Tuesday, September 21, 2010

MSN reports on Twitter "onmouseover" hack, since fixed

Today, MSN reported (with a YouTube video by Sophos/Webroot) of an attack on Twitter, whereby a user, if passing a mouse over a url, would find it hacked and sent to a spammer’s porn site. It’s been fixed now. The MSN story (“Twitter counters onmouserover security flaw”) is by By Athima Chansanchai with link here.

The writer says she escaped the problem by going right to Tweetdeck before going onto normal Twitter.

Monday, September 20, 2010

Webroot offers upgrade, but says call tech support

I got an Alert from Webroot today that it had a new version to download (for Webroot Antivirus with Spysweeper). When I went to answer it and download, it said that it detected that I save photos and videos online (which I indeed do, in Google Picasa), and that I should call the tech support to be talked through the installation.

I did not go through with it, as I do not have time to stop and wait to reach tech support on the phone for a complicated procedure on Vista. I’ve never seen an anti-virus package do this before.

- DATA SEGMENT:
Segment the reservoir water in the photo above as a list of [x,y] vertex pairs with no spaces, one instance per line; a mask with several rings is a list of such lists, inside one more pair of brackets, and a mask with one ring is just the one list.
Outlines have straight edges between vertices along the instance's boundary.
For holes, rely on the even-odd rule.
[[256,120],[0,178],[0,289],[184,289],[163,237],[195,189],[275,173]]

- TASKS FOR THIS EXERCISE:
A. Reproduce verbatim the section of the tech blog entries on Twitter and Webroot that begins with the words containing "Tuesday, September 21, 2010" and ends with "onto normal Twitter.".
B. Continue the tech blog entries on the Twitter hack and the Webroot upgrade from the point at which they end.

- RESULTS FOR EACH TASK:
A.
Tuesday, September 21, 2010

MSN reports on Twitter "onmouseover" hack, since fixed

Today, MSN reported (with a YouTube video by Sophos/Webroot) of an attack on Twitter, whereby a user, if passing a mouse over a url, would find it hacked and sent to a spammer’s porn site. It’s been fixed now. The MSN story (“Twitter counters onmouserover security flaw”) is by By Athima Chansanchai with link here.

The writer says she escaped the problem by going right to Tweetdeck before going onto normal Twitter.

B.
I do see a new product “Webroot Internal Security Complete” (link)and it mentions file and photo sharing, but this may be for a P2P environment. It does appear to offer an improvement over Windows Firewall for outgoing wireless communications where there could be concern over wardriving. Maybe that’s what is offered. But it will take time to track down and install, it appears, if you’re an existing customer.

Thursday, September 09, 2010

New mass-mailing email work attacks today

Sophos reports a mass-mailing email worm affecting many companies and government agencies, filling employee inboxes with spam to today Sept. 9. It sends an unsolicited email that purports to link to a PDF but actually runs a VB executable. The Sophos blog article on the problem is this.  The worm reportedly spoofs an email address from an infected computer as the sender.

Most antivirus companies have updated dd files by now, and online protection (including Sophos or Webroot) will block access to that URL.

Diane Sawyer gives the story from ABC World News Tonight (the email virus did hit ABC) here.


Back in September 2001 (two weeks after 9/11), my own workplace was hit by a "virus attack" and for a few hours I was afraid that I could have infected my home computer.

Sunday, September 05, 2010

Password security is getting a new look: sometimes less is more

Randall Stross has an interesting piece on p 3 of Business Day of the Sunday New York Times, “A strong password isn’t the strongest security”, link here.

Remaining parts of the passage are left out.